Exercise description:
From the line containing "Expected: one point per instance of the gallery" down to the last line of the records below, copy every line exactly. Leave out everything before it.
═══ Material to process ═══
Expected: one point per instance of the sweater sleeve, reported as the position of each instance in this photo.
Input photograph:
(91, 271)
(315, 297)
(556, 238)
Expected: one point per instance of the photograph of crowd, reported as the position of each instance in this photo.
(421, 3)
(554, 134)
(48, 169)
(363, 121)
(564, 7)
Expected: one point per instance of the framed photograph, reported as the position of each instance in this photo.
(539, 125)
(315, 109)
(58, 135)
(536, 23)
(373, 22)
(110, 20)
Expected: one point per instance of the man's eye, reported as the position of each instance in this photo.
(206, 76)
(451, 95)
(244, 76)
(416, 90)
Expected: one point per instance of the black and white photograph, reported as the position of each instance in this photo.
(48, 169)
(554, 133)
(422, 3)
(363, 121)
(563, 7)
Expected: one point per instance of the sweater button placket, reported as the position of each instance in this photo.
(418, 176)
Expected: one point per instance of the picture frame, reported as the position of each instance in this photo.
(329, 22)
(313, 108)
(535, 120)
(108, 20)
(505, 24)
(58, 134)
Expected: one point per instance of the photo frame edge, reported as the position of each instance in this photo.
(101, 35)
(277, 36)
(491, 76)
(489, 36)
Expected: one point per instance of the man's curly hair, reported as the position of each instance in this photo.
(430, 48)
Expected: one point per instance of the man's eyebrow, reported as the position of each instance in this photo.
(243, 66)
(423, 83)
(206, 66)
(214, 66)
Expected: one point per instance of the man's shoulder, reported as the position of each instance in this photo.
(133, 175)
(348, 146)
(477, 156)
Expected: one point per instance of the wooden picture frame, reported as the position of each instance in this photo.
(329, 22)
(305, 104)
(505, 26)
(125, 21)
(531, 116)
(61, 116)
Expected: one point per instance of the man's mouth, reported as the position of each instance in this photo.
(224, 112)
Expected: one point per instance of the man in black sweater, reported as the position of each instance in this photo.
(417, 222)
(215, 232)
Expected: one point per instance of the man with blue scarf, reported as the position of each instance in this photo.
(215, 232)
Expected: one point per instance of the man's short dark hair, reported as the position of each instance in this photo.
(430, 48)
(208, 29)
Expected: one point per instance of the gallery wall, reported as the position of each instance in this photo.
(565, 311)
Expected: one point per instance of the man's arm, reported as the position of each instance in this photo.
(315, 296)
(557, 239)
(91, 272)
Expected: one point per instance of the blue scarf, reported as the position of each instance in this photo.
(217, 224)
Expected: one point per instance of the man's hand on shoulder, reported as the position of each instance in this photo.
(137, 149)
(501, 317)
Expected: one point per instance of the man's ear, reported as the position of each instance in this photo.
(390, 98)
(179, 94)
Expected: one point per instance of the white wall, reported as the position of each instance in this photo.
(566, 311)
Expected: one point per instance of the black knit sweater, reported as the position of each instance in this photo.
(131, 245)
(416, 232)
═══
Solution for this exercise:
Expected: one point per instance of the gallery wall, reported as the position of each instance in this photo.
(565, 311)
Expected: one point per instance of the man's arm, reported as the position of each instance in this photo.
(315, 296)
(557, 239)
(91, 272)
Expected: one point per instance of the blue scarf, reported as the position of each instance in this photo.
(217, 224)
Expected: one point per instance of the man's hand on shoulder, reported as the position of each instance in this photo.
(137, 149)
(501, 317)
Expected: one point per instance of the man's ear, reported as the position of each instance in this photo.
(390, 98)
(179, 94)
Expected: one point per instance of the white wall, reported as the position of each instance in this photo.
(566, 311)
Expected: one point per instance of the black knit sweater, reported as the position of each instance in this photo.
(131, 245)
(416, 232)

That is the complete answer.